Inetrnational Centre of the Roerichs


Cosmos, bright and multicolored, is gleaming with all the colors of rainbow on the frieze of the hall of the Banner of Peace. Blue luminescence of being born stars and glittering of distant galaxies, mysterious nebulas, and the beauty of dying stars… “Indescribable range of colors! Like on the canvases of painter Nicholas Roerich”, Yuri Gagarin, the first man in space, wrote in the flight log.

In the center of the hall, there is a rotating model of the globe – our Planet, our common home in the space of Cosmos. On the gleaming orbit, there are the models of the orbital space station “Mir” (“Peace”, “World”) and the spacecraft “Space Shuttle”.

And the main, uniting everything exhibit of the hall – the Banner of Peace – “three joined amaranth spheres in a circle at the white background”1 (N. Roerich). Trinity of the most important notions of evolution: the past, present, and future; man, planet, and cosmos; art, science, and religion. The Banner of Culture raised above the Earth by Nicholas Roercih.

A postcard by N. Roerich design “Pax Culture”. 1931
A postcard by N. Roerich design “Pax Culture”. 1931
It was as long ago as at the juncture of the XIX – XX centuries, that Roerich started actively fighting against destruction of historical monuments of architecture and other artistic values.

“Quiet, tortuous devastation of all that was beautiful, noble, cultural is taking place all over Russia, he wrote after traveling around ancient Russian cities. – Bloodless, paralyzing devastation creeps sweeping away all that was sacred, authentic <…> It is sad when ancient times die. But it is even more awful when ancient objects stay disfigured, false, fake”2.

____________________

TASK REQUIREMENTS:
(1) Set down the stretch of the passage on the hall of the Banner of Peace from "Cosmos, bright and" through "the flight log.", word for word.
(2) Answer these questions from the passage on the hall of the Banner of Peace:
(a) To what did Yuri Gagarin liken the range of colors in his flight log?
(b) Which models are on the gleaming orbit around the globe?
(c) When did Roerich begin actively fighting against the destruction of historical monuments?
(3) Extend the passage on the hall of the Banner of Peace with a few more sentences, beginning after its final sentence.

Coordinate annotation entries
____________________

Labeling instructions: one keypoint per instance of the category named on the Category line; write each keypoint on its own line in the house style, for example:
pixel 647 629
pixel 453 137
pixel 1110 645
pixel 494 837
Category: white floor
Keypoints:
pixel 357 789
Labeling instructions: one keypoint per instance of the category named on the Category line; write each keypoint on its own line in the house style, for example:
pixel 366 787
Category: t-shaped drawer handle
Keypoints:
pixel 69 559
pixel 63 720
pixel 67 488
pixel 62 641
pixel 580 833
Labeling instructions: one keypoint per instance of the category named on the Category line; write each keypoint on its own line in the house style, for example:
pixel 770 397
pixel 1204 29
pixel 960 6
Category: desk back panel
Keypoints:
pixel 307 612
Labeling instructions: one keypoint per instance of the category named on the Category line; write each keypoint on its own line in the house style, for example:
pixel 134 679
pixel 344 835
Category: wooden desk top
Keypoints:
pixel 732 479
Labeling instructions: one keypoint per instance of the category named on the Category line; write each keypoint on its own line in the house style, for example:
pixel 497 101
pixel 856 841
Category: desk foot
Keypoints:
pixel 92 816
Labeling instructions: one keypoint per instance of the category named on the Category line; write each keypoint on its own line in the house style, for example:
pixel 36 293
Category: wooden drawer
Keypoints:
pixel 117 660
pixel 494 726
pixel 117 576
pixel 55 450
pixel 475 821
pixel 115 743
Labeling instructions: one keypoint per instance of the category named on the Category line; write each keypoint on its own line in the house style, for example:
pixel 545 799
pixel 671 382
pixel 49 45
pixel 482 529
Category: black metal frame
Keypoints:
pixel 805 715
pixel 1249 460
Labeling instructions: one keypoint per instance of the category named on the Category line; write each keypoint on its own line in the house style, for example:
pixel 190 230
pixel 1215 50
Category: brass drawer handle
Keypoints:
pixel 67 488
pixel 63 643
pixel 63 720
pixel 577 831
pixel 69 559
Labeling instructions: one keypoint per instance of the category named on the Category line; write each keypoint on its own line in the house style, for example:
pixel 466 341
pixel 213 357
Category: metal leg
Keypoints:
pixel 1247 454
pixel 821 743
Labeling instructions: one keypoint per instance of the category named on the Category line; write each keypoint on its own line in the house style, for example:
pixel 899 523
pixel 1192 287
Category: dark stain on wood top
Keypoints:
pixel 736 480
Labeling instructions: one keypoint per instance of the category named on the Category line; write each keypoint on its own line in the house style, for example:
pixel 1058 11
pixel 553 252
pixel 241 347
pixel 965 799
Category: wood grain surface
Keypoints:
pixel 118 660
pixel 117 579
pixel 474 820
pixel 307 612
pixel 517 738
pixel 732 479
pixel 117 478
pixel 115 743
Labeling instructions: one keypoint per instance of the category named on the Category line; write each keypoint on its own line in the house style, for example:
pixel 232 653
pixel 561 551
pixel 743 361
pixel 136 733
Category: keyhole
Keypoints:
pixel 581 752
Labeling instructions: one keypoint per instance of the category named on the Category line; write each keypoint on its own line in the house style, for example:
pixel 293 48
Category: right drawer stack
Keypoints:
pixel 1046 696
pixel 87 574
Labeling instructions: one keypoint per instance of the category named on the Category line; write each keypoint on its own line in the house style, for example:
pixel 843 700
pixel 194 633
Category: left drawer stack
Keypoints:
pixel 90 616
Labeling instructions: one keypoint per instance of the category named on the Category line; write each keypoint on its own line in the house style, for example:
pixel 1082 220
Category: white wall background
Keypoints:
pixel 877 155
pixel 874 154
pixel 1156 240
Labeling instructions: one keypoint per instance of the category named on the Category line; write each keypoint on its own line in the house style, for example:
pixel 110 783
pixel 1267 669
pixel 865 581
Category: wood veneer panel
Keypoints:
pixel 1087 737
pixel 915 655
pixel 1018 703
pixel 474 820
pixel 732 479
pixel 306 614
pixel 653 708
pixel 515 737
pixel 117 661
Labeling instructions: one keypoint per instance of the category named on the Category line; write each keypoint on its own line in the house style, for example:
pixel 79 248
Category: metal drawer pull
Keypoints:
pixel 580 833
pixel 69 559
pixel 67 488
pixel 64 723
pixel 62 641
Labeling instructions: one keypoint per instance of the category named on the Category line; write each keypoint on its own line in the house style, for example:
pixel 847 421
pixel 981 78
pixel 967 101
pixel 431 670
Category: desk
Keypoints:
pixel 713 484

____________________

ANSWERS TO THE EXERCISES:
(1)
Cosmos, bright and multicolored, is gleaming with all the colors of rainbow on the frieze of the hall of the Banner of Peace. Blue luminescence of being born stars and glittering of distant galaxies, mysterious nebulas, and the beauty of dying stars… “Indescribable range of colors! Like on the canvases of painter Nicholas Roerich”, Yuri Gagarin, the first man in space, wrote in the flight log.

(2)
(a) The canvases of painter Nicholas Roerich.
(b) The orbital space station "Mir" and the spacecraft "Space Shuttle".
(c) At the juncture of the XIX–XX centuries.

(3)
Making speeches in various societies, publishing his essays and articles, he turned to the Russian intellectuals with the appeal “to come to know and love Russia”, to take care of the ancient treasures – the national wealth of Russia – and protect them. He was convinced that “the one who does not know the past cannot think of the future”3. “A lot went wrong in our lives, many foundations got confused, Roerich wrote. – Our art has been filled with the most pervert notions. And the ancient times, if understood the right way, can make kindly soil, not only scientific and artistic, but can become the stronghold of life in its next steps”4.

Nicholas Roerich participated in the work of many congresses and meetings, commissions and committees aimed at protection of art. “Since then, learning persistence from stones, despite all kinds of hostilities, I have kept telling about the beauty of the national wealth”5.

The news of the First World War, carrying death and devastation, aroused anguish in the heart of the artist. “A war with pieces of art, with books, paintings, statues, monuments of architecture… Can the human mind imagine anything more abominable and loathsome!”6 During the years of the war, Roerich turned to all nations with an appeal to protect treasures of art and science. With all his creative work, he asserted the necessity to protect the peoples’ spiritual heritage.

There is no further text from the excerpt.